Activity
Restate each entry below word for word, without skipping any.

Provided records
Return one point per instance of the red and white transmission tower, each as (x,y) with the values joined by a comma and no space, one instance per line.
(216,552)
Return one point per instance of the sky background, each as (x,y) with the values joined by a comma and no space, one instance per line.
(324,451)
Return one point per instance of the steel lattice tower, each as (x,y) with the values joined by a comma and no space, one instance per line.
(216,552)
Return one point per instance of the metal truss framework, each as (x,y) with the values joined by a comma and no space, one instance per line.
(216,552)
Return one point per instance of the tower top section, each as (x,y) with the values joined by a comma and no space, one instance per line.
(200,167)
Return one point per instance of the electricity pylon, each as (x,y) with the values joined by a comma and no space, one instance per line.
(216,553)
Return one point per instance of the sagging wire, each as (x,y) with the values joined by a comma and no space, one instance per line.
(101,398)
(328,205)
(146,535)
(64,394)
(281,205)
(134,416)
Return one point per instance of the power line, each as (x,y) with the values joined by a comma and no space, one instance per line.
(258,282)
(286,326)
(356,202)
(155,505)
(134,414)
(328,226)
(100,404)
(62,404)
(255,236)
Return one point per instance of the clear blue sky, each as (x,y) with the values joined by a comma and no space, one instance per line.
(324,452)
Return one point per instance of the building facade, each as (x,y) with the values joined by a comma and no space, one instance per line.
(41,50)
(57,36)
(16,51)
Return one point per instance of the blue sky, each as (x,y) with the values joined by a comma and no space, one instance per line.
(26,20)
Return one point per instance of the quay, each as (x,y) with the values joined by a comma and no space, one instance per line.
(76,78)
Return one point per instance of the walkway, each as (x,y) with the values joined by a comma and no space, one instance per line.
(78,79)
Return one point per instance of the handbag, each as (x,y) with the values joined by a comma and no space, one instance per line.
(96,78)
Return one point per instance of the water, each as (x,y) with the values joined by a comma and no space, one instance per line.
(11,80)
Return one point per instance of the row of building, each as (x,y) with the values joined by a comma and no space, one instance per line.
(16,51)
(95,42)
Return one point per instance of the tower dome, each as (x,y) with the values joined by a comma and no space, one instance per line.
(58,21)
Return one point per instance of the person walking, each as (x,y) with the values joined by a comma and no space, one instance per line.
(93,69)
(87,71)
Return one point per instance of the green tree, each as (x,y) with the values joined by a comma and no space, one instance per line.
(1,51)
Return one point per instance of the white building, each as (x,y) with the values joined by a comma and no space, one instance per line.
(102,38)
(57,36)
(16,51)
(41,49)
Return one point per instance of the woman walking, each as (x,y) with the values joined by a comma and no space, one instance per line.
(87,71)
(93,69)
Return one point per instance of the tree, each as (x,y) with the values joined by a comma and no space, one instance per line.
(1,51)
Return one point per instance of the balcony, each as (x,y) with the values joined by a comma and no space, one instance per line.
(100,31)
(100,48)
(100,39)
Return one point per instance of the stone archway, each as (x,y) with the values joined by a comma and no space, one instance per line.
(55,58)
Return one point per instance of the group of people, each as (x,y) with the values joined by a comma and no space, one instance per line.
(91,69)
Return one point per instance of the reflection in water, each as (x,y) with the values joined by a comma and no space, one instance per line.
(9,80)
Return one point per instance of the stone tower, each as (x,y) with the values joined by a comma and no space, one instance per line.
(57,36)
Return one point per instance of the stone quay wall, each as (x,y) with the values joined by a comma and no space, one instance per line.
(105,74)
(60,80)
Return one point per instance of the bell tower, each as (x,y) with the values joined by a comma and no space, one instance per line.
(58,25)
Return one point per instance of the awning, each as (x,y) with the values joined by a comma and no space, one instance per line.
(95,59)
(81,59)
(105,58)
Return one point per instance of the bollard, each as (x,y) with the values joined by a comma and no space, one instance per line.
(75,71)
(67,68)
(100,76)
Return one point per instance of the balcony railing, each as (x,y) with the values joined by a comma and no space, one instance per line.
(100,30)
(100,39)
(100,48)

Exercise response
Return one point per instance of the red and white transmission tower, each as (x,y) with the values joined by a comma and no space, one instance per line.
(216,552)
Return one point per instance of the sky background, each as (x,y) with the values joined by a comma and no space, one instance per line.
(324,451)
Return one point per instance of the steel lattice tower, each as (x,y) with the values joined by a comma and no space, one instance per line.
(216,552)
Return one point per instance of the metal truss framework, each as (x,y) with the values joined by a comma and no space, one instance per line.
(216,552)
Return one point per instance of the tower top section, each as (x,y) with the values joined by a comma and no space, one instance per line.
(200,167)
Return one point per instance of the electricity pylon, each as (x,y) with the values joined by a comma and no space, one instance per line.
(216,553)
Return one point per instance of the sagging wire, each as (x,y) with the values joined by a comma and no space, one instance per line.
(101,398)
(328,205)
(146,535)
(64,394)
(281,205)
(134,416)
Return one point per instance of the power line, each as (x,y) with the values joined by a comma and no space, one instance per line.
(258,282)
(286,326)
(356,202)
(155,505)
(134,414)
(328,226)
(100,404)
(62,404)
(255,236)
Return one point per instance of the clear blue sky, each as (x,y) with the values joined by a comma and no space, one instance per line.
(324,452)
Return one point per instance of the building facade, each as (x,y) with the values joined by a comma and no space, one instance per line.
(41,50)
(57,36)
(16,51)
Return one point per instance of the blue sky, each as (x,y) with the values joined by a comma and no space, one instance per line.
(26,20)
Return one point per instance of the quay, each as (x,y) with the values joined by a comma and no space, one instance per line.
(76,78)
Return one point per instance of the walkway, each as (x,y) with the values joined by a comma and no space, one instance per line.
(78,79)
Return one point per instance of the handbag, each as (x,y) with the values joined by a comma and no space, one instance per line.
(96,78)
Return one point per instance of the water, each as (x,y) with the values joined by a comma and no space, one instance per line.
(11,80)
Return one point per instance of the row of building, each as (x,y) with the values joined by a comma and no space, one instance per line.
(16,51)
(95,42)
Return one point per instance of the tower dome, each as (x,y) with the values joined by a comma and no space, one instance per line.
(58,21)
Return one point per instance of the person walking, each as (x,y) with the values joined by a comma and no space, one instance per line.
(93,69)
(87,71)
Return one point per instance of the green tree, each as (x,y) with the values joined by a comma and no space, one instance per line.
(1,51)
Return one point per instance of the white building, each as (x,y) with the values joined by a comma and no space, one instance per line.
(102,38)
(57,36)
(16,51)
(41,49)
Return one point per instance of the woman walking, each as (x,y) with the values joined by a comma and no space, one instance per line.
(87,71)
(93,69)
Return one point per instance of the tree, each as (x,y) with the values joined by a comma and no space, one instance per line.
(1,51)
Return one point per instance of the balcony, each as (x,y) with the values joined by a comma and no space, one instance per line.
(100,31)
(100,48)
(100,39)
Return one point per instance of the stone archway, each as (x,y) with the values joined by a comma and no space, one instance per line.
(55,58)
Return one point per instance of the group of people, each as (x,y) with the values joined by a comma and no space, one instance per line.
(91,69)
Return one point per instance of the reflection in water, each as (x,y) with the values joined by a comma and no space, one instance per line.
(9,80)
Return one point per instance of the stone tower, each as (x,y) with the values joined by a comma and no space, one instance per line.
(57,36)
Return one point per instance of the stone quay wall, each as (x,y) with the values joined by a comma and no space, one instance per line.
(105,74)
(60,80)
Return one point per instance of the bell tower, each as (x,y) with the values joined by a comma and no space, one instance per line.
(58,25)
Return one point per instance of the awning, each as (x,y) with the values joined by a comma and no space, one instance per line.
(95,59)
(81,59)
(105,58)
Return one point per instance of the bollard, each as (x,y) with the values joined by a comma and no space, one instance per line.
(75,71)
(67,68)
(100,76)
Return one point per instance of the balcony railing, each as (x,y) with the values joined by a comma and no space, one instance per line.
(100,30)
(100,39)
(100,48)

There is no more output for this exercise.